* SOURCE DATA:

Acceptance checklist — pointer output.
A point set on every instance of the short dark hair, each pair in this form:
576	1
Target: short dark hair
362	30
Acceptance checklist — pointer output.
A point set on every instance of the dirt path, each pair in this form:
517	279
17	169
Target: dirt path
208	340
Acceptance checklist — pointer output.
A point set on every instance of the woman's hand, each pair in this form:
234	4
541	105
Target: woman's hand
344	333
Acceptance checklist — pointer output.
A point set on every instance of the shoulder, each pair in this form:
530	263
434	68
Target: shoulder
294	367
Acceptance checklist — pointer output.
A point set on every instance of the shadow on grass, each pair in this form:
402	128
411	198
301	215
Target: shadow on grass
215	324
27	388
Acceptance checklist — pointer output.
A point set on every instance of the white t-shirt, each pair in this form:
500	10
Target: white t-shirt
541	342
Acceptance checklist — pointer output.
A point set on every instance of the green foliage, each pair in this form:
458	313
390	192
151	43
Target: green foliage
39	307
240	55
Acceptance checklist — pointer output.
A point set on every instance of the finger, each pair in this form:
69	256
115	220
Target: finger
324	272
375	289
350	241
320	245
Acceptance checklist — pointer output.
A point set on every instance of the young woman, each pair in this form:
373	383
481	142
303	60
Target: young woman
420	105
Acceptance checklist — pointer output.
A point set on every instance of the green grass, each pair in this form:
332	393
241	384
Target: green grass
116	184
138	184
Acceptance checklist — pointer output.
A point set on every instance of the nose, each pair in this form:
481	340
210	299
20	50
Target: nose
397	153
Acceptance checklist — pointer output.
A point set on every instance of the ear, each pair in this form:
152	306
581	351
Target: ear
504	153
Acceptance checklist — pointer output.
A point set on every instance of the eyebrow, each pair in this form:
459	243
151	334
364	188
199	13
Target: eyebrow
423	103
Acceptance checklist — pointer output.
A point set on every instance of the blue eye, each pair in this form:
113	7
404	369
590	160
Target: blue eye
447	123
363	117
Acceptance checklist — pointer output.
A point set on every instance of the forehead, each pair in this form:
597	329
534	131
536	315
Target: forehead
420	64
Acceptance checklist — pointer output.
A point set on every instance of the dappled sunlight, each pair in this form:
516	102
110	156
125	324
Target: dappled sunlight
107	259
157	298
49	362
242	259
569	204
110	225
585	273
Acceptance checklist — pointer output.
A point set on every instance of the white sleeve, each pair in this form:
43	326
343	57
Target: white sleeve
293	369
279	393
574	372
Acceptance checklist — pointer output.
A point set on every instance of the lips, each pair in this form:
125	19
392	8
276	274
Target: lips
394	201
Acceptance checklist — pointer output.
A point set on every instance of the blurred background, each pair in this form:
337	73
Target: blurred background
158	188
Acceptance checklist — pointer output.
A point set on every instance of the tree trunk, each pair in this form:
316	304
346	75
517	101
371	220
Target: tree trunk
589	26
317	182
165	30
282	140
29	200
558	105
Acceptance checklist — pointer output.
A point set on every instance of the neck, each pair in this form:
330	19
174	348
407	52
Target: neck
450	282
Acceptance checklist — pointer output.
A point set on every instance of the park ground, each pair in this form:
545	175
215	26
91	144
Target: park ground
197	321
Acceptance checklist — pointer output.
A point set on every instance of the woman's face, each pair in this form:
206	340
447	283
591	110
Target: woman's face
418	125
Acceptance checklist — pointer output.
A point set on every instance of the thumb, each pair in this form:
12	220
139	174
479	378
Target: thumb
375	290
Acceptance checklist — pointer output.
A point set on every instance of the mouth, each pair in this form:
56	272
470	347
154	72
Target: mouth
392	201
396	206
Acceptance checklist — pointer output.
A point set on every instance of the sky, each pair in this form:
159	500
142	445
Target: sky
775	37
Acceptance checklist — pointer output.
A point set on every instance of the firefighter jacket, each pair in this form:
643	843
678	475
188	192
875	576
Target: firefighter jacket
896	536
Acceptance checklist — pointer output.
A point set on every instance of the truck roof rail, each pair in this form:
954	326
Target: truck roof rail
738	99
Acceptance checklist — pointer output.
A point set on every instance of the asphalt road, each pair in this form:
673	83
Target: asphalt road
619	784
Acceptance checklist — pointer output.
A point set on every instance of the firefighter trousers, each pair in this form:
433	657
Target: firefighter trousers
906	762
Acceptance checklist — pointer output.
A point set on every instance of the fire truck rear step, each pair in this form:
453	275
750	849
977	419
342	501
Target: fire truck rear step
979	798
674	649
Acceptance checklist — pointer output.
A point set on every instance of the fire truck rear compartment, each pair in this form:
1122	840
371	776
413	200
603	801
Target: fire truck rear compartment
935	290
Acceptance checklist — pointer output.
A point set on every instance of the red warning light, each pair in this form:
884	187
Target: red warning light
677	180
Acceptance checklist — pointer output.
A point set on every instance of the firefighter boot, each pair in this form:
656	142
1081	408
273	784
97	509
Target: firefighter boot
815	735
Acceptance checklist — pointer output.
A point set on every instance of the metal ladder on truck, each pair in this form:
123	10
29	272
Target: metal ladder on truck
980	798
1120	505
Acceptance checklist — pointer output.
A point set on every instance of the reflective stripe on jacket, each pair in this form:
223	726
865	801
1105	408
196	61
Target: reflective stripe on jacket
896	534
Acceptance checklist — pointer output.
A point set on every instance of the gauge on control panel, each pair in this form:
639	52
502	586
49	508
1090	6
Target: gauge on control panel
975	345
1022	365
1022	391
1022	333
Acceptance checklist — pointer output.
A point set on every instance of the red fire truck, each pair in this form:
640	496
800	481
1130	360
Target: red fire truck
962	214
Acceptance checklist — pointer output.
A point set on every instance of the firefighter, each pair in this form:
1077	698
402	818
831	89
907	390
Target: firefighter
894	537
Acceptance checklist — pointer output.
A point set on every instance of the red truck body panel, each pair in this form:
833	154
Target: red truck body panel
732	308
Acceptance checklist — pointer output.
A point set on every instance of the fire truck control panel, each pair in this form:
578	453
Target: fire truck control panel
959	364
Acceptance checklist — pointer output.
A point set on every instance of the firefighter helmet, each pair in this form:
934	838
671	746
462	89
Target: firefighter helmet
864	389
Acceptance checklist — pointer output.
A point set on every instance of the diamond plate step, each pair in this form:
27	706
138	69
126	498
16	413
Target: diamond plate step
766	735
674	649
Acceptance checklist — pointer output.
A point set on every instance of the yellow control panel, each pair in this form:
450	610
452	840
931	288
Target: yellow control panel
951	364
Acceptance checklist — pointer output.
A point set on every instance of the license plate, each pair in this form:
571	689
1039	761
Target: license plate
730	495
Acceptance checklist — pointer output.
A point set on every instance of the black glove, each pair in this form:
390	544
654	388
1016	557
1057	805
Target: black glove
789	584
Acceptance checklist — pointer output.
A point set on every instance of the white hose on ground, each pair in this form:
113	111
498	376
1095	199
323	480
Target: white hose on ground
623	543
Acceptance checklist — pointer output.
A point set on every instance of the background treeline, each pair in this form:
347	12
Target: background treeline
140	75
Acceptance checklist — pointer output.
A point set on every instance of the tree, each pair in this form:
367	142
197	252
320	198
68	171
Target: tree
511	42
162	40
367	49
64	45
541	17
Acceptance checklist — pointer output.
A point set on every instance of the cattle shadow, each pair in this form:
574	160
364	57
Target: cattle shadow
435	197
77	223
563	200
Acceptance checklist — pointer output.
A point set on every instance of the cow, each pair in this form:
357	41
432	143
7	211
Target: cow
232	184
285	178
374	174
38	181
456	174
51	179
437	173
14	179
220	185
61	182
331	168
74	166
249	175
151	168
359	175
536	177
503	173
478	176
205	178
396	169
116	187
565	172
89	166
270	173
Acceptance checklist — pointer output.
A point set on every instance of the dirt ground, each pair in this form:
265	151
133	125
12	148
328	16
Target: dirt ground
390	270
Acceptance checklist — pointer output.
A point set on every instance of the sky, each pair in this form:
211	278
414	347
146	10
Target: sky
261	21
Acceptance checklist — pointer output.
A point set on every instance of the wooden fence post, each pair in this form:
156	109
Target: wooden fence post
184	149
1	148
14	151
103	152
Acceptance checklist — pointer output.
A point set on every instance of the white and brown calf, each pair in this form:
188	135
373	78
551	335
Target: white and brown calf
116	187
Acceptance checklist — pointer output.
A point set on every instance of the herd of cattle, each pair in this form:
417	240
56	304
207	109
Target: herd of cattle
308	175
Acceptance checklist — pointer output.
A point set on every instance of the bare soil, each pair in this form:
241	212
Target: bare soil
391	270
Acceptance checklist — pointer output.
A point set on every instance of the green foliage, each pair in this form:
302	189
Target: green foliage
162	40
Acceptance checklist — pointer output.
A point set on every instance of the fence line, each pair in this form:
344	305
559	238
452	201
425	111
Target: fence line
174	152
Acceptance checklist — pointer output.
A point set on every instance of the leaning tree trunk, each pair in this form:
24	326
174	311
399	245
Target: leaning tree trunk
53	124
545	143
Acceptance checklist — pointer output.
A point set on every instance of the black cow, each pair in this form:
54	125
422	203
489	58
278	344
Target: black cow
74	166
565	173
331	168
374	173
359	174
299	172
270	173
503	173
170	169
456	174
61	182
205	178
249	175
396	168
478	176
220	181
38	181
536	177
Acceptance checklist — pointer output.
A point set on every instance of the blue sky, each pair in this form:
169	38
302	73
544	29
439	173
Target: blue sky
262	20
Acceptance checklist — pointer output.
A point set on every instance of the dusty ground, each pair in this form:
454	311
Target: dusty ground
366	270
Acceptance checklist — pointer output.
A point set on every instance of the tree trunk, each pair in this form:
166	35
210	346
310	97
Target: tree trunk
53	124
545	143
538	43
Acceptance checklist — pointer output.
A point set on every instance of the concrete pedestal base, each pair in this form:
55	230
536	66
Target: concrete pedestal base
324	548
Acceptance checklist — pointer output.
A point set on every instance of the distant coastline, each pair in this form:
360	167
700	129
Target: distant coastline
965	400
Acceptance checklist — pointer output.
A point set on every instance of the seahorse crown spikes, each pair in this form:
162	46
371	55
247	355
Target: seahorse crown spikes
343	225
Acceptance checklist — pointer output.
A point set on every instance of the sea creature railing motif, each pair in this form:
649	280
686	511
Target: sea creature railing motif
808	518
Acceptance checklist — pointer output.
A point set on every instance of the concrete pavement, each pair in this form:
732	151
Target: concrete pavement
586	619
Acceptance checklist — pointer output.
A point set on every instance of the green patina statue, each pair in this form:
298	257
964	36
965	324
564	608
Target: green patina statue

* EXERCISE DIRECTIONS: Each line above that has the word "statue" must be copied.

* FINAL ANSWER:
A point set on every instance of the green patina statue, each pair in this form:
Target: green patina statue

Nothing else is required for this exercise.